Identify each line in the rows below that contains the word "building", and copy every such line in full.

— Start of Data provided —

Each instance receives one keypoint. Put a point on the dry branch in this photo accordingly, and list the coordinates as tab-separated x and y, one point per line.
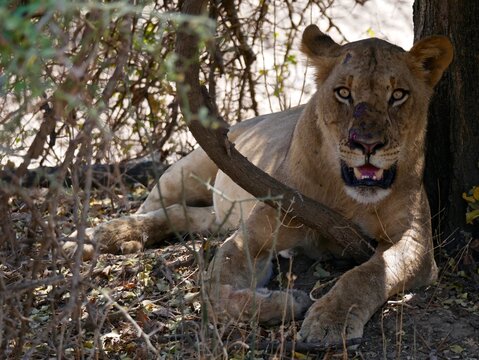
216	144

— End of Data provided —
— Start of Data provided —

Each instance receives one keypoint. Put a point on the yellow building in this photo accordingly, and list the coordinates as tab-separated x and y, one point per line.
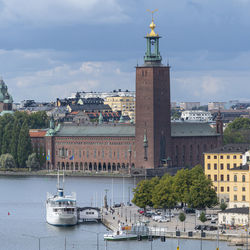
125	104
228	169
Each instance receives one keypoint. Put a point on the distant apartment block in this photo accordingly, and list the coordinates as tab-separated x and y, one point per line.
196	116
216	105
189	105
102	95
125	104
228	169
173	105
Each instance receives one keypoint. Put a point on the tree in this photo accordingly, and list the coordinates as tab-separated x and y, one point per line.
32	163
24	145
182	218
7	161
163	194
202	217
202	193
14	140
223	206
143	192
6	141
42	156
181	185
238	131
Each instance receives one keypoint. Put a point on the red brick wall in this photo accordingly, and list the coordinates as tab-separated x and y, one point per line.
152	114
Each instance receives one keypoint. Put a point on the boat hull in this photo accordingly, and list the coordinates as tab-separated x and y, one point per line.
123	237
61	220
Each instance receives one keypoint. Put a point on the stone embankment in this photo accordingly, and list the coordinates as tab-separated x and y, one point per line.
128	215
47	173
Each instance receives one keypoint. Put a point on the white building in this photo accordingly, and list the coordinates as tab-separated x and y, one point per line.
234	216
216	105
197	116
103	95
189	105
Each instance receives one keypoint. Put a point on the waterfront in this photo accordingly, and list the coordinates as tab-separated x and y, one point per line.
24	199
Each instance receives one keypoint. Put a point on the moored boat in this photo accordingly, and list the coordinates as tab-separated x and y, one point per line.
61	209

— End of Data provided —

• **Problem solution**:
Each instance receives one keypoint. Put a point on the yellow building in this photo accordingly, and list the coordinates as tab-separated x and y, one point per line.
Each instance receives one keypoint. Put a point on the white building in this photo accordingly, and list the coordinates as tab-separated x and y, one point per line.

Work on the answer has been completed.